* [COMPLETE THE FOLLOWING]:
1. In the article on NCAA transgender eligibility rules, how would you render the sentence "Also on Tuesday, USA Swimming, the sport’s governing body, released new guidelines for trans athletes in elite competition." in Spanish?
2. Can you write out the part of the article on NCAA transgender eligibility rules starting at "Thomas’ teammates on" and ending at "in elite competition."?

The NCAA last month updated its eligibility criteria for transgender athletes, which will now be determined by the national governing body of each sport. Under the previous policy, first introduced in 2010, female athletes could compete for a collegiate women’s sports team after completing a full year of testosterone suppression treatment.

Shortly after the athletic association’s announcement, the University of Pennsylvania Athletics Department pledged to support Thomas’ participation in the NCAA swimming and diving championships in March. Thomas has qualified for the women’s 200-yard, 500-yard and 1,650-yard freestyle events.

Thomas’ teammates on Tuesday said the anonymous comments to Fox News were not emblematic of the entire team’s feelings toward Thomas’ participation and recent success.

“The sentiments put forward by an anonymous member of our team are not representative of the feelings, values, and opinions of the entire Penn team, composed of 39 women with diverse backgrounds,” the athletes wrote. “We recognize this is a matter of great controversy and are doing our best to navigate it while still focusing on doing our best in the pool and classroom.”

Also on Tuesday, USA Swimming, the sport’s governing body, released new guidelines for trans athletes in elite competition.

“At the elite level, a policy has been created for transgender athlete participation in the U.S. that relies on science and medical evidence-based methods to provide a level-playing field for elite cisgender women, and to mitigate the advantages associated with male puberty and physiology,” USA Swimming said Tuesday in a news release.

The policy will be implemented by a panel of three medical experts, according to the governing body, and elite transgender female athletes will have to provide “evidence” that a competitive advantage over cisgender competitors does not exist because of their prior physical development “as a male.”

* [RECORDS]:
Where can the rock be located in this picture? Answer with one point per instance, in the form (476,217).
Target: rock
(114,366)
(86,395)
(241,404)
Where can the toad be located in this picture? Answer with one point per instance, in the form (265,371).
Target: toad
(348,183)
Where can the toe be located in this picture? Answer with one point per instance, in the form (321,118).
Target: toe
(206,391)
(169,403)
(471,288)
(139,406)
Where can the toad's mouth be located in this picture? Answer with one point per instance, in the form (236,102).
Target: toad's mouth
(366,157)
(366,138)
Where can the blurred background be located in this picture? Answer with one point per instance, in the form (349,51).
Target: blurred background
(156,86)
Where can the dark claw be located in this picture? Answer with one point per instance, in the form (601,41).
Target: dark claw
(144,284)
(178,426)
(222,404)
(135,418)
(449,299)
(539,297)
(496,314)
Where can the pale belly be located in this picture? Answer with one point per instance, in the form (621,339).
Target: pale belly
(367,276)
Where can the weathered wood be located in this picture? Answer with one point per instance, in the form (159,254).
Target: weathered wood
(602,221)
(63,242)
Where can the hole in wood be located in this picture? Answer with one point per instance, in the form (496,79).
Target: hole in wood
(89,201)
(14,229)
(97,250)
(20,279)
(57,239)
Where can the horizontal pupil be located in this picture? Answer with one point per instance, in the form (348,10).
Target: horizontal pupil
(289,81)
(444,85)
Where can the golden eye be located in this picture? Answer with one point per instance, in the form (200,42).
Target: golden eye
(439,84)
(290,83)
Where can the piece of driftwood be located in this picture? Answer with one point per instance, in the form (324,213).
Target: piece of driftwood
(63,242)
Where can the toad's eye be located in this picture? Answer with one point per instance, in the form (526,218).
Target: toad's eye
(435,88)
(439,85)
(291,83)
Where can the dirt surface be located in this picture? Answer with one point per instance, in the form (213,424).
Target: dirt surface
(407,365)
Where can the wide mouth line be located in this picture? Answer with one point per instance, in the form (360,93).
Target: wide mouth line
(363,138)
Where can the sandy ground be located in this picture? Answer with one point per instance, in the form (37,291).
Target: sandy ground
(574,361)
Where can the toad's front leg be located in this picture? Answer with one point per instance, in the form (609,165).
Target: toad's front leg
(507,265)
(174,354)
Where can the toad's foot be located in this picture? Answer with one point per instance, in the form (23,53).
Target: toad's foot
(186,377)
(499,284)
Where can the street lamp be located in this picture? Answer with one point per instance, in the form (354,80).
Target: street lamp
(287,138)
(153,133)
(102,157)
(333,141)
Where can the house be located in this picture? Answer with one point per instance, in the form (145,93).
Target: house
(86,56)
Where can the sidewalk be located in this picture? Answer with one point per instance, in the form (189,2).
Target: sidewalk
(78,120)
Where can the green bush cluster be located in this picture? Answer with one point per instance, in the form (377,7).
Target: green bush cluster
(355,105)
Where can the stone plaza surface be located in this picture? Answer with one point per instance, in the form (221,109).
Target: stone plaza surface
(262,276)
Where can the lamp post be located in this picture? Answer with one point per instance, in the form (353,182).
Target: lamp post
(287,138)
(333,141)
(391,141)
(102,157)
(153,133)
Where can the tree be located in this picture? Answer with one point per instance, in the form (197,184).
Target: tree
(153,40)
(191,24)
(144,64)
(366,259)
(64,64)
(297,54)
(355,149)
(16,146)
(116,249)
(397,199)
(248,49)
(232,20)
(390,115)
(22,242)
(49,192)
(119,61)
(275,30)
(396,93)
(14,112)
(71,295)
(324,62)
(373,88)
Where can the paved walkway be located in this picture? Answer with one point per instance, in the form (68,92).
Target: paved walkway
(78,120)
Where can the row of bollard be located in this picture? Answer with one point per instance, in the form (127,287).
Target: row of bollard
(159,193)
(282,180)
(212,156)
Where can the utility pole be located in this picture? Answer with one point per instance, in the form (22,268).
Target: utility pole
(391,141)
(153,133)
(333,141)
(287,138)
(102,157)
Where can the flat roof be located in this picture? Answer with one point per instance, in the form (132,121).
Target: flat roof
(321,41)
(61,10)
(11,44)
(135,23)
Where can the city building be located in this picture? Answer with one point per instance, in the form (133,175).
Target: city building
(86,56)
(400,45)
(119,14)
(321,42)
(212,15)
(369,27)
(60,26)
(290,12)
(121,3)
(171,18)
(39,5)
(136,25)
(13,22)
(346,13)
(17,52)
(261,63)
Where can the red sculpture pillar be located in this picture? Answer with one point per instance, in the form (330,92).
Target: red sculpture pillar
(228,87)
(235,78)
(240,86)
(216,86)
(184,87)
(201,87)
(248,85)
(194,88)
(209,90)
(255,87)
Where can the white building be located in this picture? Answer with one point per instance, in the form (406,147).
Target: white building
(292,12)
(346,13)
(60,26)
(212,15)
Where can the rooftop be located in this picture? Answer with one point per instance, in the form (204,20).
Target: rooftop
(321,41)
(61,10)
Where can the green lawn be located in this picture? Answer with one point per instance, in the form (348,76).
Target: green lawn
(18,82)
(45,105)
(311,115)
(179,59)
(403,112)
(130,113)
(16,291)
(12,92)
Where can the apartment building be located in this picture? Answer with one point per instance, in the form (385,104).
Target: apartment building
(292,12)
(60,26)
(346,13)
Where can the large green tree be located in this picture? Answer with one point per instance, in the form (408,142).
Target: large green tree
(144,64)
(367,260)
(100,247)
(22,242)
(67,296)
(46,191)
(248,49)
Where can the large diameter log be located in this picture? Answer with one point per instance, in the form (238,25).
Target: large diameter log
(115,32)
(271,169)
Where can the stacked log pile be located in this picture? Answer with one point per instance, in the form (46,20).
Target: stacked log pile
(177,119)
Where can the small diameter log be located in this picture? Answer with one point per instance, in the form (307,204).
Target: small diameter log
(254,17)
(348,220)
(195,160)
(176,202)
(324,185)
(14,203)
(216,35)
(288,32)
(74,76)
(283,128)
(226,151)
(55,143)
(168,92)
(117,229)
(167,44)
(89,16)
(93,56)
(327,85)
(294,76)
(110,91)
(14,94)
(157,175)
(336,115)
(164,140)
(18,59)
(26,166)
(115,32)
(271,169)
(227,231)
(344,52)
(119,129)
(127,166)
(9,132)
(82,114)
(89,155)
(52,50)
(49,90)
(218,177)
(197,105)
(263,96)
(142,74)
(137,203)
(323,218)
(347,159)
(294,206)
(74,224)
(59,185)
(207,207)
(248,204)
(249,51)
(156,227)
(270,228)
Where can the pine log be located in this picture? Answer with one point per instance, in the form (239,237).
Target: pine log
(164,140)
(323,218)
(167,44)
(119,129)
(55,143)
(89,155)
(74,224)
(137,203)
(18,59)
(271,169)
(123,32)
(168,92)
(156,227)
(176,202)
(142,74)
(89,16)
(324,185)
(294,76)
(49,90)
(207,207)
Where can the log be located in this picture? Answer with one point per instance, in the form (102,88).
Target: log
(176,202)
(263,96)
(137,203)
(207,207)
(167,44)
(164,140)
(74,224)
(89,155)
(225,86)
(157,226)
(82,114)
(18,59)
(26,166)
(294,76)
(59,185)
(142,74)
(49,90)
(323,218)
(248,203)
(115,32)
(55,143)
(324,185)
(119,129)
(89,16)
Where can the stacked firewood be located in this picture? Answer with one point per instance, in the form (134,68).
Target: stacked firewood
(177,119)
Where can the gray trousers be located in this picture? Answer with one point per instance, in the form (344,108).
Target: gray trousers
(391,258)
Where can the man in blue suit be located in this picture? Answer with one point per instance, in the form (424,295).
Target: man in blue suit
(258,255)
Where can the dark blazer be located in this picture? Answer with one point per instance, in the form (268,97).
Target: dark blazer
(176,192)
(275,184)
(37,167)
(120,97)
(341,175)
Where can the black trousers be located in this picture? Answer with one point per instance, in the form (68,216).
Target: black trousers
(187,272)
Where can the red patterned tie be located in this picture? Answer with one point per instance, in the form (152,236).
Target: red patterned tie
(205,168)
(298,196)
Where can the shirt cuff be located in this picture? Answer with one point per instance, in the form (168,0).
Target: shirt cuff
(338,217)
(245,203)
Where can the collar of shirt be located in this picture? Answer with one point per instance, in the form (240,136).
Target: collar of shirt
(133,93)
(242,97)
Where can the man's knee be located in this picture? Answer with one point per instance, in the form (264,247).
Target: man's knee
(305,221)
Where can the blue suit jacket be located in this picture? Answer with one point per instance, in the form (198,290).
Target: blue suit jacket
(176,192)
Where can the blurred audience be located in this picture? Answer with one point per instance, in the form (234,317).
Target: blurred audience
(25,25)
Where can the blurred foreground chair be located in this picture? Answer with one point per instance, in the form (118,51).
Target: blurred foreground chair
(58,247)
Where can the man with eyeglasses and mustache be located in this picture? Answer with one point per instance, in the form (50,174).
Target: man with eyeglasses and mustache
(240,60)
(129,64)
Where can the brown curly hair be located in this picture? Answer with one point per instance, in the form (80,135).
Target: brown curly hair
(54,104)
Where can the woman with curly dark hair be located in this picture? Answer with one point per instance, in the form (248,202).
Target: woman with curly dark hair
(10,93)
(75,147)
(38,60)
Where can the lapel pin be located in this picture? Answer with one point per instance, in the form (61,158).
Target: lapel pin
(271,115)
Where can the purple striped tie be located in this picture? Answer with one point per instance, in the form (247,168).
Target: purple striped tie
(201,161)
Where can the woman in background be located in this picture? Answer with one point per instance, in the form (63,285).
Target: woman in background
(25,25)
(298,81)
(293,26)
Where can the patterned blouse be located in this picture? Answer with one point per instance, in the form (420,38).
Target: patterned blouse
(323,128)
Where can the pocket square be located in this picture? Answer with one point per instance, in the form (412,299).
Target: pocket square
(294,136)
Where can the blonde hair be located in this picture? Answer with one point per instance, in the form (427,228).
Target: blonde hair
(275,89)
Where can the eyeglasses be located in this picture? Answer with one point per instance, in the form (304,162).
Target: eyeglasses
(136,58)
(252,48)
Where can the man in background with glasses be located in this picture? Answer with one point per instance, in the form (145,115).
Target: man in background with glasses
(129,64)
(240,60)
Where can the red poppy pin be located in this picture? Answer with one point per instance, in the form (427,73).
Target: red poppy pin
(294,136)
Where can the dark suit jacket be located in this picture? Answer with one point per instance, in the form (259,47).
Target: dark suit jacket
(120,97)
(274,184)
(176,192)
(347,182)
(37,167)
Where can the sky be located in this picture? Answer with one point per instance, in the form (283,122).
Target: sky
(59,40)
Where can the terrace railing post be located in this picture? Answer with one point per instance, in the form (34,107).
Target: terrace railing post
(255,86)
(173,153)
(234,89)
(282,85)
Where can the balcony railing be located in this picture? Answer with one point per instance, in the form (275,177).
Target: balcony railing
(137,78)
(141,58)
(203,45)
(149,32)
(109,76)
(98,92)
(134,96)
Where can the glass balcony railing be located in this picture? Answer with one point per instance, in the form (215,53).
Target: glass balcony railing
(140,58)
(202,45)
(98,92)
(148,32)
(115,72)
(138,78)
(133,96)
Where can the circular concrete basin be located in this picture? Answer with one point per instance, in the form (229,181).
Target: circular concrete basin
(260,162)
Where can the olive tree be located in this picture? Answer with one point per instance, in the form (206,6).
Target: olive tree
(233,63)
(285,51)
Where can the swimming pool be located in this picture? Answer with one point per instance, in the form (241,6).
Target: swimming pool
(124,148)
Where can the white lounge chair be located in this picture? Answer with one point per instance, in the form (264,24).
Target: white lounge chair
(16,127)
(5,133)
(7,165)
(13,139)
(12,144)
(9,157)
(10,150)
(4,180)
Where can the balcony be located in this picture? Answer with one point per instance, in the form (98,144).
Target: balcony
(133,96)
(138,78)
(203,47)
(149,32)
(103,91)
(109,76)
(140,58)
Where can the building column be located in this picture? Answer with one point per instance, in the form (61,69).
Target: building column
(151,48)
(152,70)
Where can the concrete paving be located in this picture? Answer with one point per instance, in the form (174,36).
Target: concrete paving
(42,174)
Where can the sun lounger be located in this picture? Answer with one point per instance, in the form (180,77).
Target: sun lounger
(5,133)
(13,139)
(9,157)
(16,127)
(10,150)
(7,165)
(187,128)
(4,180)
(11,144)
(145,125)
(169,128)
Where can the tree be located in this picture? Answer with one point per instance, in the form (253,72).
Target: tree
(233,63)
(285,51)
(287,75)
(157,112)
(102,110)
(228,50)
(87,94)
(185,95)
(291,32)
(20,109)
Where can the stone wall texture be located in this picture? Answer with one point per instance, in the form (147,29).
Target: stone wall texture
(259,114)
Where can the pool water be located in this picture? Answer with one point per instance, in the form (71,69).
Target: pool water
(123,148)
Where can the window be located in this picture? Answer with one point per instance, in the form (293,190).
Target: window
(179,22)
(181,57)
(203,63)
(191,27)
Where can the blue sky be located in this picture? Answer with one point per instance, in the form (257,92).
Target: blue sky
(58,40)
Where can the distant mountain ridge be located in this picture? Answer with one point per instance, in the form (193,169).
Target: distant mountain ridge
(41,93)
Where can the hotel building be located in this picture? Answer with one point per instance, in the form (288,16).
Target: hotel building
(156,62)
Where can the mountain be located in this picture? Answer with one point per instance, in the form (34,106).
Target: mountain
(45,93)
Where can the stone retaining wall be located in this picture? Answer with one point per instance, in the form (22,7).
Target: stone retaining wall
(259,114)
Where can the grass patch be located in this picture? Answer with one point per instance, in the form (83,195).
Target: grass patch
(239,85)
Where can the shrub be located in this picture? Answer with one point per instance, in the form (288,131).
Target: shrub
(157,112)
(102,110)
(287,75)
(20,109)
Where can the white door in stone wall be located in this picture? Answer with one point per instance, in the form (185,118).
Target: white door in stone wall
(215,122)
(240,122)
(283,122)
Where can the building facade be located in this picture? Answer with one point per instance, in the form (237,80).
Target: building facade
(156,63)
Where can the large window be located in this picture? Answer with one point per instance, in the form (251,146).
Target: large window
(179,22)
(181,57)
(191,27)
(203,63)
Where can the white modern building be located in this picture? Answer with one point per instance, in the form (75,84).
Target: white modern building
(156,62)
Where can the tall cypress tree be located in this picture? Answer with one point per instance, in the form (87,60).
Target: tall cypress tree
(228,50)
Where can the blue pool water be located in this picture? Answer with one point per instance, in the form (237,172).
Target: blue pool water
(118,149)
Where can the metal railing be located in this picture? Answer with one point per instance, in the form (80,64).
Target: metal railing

* [SOLVED TASKS]:
1. También el martes, USA Swimming, el órgano rector de ese deporte, publicó nuevas directrices para los atletas trans en la competición de élite.

2.
Thomas’ teammates on Tuesday said the anonymous comments to Fox News were not emblematic of the entire team’s feelings toward Thomas’ participation and recent success.

“The sentiments put forward by an anonymous member of our team are not representative of the feelings, values, and opinions of the entire Penn team, composed of 39 women with diverse backgrounds,” the athletes wrote. “We recognize this is a matter of great controversy and are doing our best to navigate it while still focusing on doing our best in the pool and classroom.”

Also on Tuesday, USA Swimming, the sport’s governing body, released new guidelines for trans athletes in elite competition.